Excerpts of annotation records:
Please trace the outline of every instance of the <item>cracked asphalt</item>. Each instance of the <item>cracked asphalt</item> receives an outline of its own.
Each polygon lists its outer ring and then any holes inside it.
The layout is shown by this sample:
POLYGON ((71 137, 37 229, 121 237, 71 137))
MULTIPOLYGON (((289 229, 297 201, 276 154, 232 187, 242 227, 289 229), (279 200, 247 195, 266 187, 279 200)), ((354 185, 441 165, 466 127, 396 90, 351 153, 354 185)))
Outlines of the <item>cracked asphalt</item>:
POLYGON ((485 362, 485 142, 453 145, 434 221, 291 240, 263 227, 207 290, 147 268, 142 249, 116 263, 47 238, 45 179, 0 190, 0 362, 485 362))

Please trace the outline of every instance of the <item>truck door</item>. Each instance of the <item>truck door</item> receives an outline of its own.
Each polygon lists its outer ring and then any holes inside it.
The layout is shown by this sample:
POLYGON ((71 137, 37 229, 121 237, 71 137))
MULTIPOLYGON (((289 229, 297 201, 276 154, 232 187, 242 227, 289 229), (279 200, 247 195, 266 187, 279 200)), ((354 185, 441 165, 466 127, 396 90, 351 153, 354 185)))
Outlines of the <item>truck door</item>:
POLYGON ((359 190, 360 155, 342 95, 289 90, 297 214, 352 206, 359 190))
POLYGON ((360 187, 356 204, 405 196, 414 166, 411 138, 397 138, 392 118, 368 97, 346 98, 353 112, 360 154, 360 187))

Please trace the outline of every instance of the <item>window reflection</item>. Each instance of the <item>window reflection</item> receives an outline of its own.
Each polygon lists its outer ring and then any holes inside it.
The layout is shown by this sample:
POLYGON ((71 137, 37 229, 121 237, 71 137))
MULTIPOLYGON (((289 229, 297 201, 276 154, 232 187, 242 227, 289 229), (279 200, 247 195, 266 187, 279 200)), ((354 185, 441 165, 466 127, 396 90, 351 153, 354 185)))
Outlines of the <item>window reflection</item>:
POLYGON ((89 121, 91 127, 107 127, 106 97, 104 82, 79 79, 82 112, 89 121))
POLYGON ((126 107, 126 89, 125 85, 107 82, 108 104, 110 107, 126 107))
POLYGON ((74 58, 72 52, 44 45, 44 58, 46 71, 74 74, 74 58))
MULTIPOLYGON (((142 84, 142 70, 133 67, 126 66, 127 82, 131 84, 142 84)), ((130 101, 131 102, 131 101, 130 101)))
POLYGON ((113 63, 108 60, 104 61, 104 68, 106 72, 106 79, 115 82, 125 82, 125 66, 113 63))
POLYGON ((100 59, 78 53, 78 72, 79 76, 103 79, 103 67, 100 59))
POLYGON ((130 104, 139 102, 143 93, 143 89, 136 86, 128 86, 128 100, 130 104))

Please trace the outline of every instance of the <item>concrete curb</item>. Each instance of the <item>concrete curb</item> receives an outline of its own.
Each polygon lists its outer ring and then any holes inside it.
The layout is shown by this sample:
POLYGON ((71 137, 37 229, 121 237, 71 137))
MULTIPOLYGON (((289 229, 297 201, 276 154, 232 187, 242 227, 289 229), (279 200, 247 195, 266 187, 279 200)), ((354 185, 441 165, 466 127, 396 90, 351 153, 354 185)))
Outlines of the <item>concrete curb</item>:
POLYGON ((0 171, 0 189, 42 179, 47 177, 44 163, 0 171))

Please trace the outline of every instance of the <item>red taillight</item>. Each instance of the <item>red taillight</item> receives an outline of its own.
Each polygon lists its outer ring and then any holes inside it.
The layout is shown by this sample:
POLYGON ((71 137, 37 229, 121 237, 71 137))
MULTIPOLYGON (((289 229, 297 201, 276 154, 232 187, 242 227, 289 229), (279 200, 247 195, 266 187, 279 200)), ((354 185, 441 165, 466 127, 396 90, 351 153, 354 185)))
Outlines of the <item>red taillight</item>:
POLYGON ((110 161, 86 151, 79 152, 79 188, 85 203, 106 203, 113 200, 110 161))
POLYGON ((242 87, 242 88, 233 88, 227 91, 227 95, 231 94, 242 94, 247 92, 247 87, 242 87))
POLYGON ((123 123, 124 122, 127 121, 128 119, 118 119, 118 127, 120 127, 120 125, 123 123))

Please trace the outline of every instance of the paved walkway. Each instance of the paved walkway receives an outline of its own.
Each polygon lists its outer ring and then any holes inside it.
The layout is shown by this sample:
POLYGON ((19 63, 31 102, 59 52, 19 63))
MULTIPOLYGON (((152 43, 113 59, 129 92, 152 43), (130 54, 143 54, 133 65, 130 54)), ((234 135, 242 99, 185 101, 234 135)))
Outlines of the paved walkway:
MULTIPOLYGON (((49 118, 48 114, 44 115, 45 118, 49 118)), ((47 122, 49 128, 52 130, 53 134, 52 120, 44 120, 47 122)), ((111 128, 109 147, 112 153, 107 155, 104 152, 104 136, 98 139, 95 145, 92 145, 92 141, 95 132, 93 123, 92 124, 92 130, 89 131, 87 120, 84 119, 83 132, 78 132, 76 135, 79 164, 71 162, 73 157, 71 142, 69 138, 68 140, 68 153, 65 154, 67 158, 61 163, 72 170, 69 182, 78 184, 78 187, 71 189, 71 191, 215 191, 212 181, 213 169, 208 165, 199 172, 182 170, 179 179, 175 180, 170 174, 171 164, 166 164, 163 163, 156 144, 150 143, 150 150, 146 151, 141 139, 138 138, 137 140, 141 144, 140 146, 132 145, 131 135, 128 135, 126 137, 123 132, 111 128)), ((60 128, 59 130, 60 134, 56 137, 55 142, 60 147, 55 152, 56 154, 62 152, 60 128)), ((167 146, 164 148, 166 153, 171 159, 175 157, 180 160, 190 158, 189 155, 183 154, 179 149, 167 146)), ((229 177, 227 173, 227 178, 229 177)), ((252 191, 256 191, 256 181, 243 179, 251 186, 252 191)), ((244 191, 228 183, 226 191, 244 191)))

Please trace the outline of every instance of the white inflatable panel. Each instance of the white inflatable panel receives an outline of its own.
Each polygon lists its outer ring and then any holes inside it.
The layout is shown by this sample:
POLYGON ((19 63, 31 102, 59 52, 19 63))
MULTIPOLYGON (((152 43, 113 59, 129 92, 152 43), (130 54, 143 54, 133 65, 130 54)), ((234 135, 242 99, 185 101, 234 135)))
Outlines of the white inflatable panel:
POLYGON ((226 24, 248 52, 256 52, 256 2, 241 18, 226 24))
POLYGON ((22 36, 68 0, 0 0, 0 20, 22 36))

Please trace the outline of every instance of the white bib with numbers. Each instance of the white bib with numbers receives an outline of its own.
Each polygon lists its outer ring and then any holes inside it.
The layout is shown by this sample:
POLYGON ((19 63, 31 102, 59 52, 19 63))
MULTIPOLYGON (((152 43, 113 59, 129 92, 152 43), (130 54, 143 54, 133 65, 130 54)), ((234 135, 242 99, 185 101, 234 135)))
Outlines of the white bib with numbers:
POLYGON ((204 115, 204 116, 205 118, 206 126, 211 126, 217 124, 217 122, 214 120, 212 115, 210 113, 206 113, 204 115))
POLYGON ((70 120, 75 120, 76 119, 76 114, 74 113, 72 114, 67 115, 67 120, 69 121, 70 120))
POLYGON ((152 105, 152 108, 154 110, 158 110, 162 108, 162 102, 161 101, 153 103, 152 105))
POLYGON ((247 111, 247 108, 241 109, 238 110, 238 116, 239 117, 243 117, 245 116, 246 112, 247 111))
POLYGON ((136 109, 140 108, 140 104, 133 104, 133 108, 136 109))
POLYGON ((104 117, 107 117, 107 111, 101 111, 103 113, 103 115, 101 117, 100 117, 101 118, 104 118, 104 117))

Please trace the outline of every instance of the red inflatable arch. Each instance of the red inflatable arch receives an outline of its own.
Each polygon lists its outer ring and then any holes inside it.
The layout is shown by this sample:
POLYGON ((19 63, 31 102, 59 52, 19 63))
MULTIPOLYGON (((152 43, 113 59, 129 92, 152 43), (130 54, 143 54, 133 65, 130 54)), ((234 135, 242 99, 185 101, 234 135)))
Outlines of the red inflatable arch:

...

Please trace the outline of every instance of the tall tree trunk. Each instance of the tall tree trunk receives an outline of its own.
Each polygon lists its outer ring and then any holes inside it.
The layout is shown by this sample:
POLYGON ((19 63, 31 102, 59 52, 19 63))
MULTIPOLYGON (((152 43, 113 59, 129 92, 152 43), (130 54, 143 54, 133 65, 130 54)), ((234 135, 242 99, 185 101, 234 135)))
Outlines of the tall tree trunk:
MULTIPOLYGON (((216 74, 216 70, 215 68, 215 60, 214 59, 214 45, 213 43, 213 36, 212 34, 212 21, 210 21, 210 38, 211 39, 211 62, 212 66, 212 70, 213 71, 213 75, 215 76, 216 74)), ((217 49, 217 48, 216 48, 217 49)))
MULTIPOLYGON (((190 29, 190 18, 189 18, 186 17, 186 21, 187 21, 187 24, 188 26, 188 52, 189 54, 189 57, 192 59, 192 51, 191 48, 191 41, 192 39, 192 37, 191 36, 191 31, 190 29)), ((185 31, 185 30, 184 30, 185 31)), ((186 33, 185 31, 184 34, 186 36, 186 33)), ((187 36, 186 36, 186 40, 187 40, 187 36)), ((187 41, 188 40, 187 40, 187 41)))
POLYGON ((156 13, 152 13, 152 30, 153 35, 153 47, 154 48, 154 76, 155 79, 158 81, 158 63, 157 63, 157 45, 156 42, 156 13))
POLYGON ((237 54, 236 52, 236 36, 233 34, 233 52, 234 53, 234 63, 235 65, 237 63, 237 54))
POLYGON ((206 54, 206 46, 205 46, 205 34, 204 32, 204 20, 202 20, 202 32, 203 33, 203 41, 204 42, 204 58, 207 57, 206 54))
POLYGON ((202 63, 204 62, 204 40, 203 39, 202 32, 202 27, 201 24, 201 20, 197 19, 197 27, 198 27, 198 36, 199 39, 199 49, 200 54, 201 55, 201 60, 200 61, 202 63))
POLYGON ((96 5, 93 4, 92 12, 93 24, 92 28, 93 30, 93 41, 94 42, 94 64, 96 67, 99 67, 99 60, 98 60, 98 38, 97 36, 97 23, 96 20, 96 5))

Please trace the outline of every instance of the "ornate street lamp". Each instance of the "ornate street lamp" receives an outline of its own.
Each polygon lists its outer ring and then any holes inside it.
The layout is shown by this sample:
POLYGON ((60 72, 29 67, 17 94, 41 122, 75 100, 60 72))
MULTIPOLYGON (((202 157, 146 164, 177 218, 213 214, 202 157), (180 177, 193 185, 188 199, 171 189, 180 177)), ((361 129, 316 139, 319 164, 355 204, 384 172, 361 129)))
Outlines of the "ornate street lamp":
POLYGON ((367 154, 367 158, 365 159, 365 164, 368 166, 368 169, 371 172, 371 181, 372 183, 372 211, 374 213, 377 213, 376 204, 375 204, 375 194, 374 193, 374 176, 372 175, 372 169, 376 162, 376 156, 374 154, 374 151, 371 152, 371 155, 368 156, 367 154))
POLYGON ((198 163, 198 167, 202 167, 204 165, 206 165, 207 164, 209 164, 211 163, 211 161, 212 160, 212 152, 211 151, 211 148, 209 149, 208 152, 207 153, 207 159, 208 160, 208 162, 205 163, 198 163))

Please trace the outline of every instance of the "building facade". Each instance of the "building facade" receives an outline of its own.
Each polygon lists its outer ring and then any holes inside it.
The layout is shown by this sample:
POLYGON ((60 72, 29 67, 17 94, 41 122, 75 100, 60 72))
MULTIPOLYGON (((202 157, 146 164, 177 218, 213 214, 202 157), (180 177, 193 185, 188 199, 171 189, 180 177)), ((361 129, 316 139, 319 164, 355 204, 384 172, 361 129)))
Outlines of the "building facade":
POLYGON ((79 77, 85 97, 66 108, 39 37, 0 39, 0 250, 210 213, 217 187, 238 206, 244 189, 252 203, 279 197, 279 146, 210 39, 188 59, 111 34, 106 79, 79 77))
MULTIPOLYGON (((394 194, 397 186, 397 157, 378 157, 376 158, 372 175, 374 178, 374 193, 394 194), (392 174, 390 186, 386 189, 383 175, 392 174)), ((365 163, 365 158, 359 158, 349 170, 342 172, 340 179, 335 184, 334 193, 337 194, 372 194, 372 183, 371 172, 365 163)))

...

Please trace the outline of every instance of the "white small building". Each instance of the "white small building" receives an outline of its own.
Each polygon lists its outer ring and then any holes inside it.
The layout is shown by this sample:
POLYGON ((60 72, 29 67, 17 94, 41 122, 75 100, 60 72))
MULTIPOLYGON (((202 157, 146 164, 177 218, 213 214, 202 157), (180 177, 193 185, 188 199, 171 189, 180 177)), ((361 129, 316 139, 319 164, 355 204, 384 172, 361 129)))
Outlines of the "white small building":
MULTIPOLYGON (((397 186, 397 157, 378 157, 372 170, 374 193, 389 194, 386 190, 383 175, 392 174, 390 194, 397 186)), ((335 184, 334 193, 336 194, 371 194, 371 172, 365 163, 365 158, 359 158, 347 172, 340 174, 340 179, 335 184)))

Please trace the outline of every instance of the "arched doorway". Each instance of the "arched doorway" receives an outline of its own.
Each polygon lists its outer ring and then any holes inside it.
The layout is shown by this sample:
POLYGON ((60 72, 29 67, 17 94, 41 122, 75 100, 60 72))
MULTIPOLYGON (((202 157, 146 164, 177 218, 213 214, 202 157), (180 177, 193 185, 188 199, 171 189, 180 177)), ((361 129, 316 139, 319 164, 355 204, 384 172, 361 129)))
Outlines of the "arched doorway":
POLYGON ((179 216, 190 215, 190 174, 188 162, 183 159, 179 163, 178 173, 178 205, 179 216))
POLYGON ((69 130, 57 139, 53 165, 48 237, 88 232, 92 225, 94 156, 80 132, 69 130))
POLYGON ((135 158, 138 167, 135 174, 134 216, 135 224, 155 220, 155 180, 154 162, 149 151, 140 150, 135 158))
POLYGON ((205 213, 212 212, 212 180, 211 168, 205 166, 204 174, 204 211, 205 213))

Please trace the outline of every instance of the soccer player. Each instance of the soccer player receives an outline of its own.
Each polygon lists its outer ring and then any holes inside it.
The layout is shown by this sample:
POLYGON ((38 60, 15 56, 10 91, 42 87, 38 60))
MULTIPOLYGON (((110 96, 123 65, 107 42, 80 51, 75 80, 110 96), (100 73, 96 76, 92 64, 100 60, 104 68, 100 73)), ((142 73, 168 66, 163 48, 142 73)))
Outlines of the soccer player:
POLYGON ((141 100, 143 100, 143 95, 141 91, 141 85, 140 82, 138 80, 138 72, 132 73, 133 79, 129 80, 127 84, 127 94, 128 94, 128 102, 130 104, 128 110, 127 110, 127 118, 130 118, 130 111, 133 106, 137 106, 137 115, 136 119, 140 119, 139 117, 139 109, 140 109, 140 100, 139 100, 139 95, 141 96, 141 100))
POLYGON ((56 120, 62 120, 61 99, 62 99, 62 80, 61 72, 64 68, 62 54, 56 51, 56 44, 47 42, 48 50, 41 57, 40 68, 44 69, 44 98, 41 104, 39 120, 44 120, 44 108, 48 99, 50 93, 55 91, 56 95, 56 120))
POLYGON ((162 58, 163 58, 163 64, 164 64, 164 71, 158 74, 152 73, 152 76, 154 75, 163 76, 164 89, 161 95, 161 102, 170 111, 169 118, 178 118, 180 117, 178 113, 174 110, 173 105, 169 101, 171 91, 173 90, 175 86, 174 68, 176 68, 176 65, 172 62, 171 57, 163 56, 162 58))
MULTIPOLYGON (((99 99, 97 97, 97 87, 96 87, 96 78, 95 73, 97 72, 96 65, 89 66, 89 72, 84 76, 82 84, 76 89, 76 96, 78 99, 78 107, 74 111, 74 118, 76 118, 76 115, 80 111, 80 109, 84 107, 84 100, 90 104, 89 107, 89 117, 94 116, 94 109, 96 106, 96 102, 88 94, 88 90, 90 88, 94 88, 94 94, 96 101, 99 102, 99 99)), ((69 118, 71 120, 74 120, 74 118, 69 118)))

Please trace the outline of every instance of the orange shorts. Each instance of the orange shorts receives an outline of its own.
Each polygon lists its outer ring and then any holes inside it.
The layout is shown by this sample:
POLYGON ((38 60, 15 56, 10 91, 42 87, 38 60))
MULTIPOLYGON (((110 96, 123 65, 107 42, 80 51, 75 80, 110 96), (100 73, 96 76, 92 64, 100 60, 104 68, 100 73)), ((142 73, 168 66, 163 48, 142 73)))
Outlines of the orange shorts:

**What needs to be done**
Starting at the line containing "Please trace the outline of every instance of the <item>window" and ending at the line containing "POLYGON ((130 104, 139", rewrite these lines with "window reflection" swapped for "mirror glare" and everything else left unchanged. Return only those lines.

**Solution to the problem**
Please trace the outline of every instance of the <item>mirror glare</item>. Each instance of the <item>mirror glare</item> receives an outline of its own.
Each polygon lists its outer ring and then any holes inside it.
The layout is shown by this sample:
POLYGON ((71 137, 37 229, 121 237, 71 137))
MULTIPOLYGON (((289 229, 297 201, 276 154, 232 187, 242 227, 289 229), (279 200, 247 195, 266 187, 279 200)), ((354 185, 441 165, 466 127, 396 90, 351 153, 354 185)))
Outlines of the <item>mirror glare</item>:
POLYGON ((89 121, 91 127, 107 127, 106 97, 104 82, 79 79, 82 112, 89 121))
POLYGON ((126 107, 126 89, 125 85, 107 82, 108 104, 110 107, 126 107))
POLYGON ((74 58, 72 52, 44 45, 44 58, 46 71, 74 74, 74 58))
MULTIPOLYGON (((142 84, 142 70, 133 67, 126 66, 127 82, 131 84, 142 84)), ((130 101, 131 102, 131 101, 130 101)))
POLYGON ((113 63, 108 60, 104 61, 104 68, 106 72, 106 79, 115 82, 125 82, 125 66, 113 63))
POLYGON ((100 59, 78 53, 78 72, 79 76, 103 79, 103 67, 100 59))
POLYGON ((130 104, 139 102, 143 93, 143 89, 136 86, 128 86, 128 100, 130 104))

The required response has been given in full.